### What you will do
Leave the pictures out and write out the rest of the listing word for word.

### Information shown
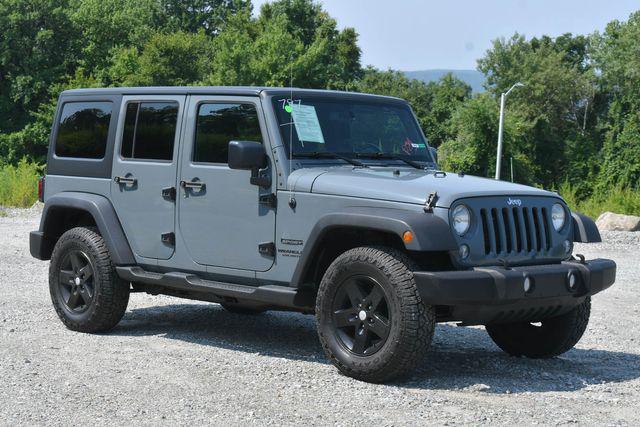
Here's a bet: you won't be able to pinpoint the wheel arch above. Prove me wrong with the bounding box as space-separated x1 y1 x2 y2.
290 209 457 288
35 192 135 265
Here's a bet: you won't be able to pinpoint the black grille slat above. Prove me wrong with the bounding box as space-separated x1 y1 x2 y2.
541 207 552 250
483 209 497 254
535 208 547 252
525 207 537 253
503 208 516 253
495 208 508 255
511 208 522 252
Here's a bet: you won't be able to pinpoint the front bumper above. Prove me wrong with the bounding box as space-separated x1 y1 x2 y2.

### Response
Here's a bet: you won't be able to pinpoint the wheel arch above. Prove me wrong with the bounding box as space-separated x1 y1 x2 y2.
290 209 457 288
35 192 135 265
Here's a bet: you won't be able to pinpoint the black grille slat above. Prove me wrong with the bounding box as space-separated x1 y1 x2 y2.
541 207 552 250
483 209 497 254
535 208 547 252
525 207 537 253
503 208 516 253
495 208 508 255
511 208 522 252
Here's a bet: you won't be able to pinpoint the front bumper above. Prove me wrong with the bounding box as space-separated x1 y1 x2 y2.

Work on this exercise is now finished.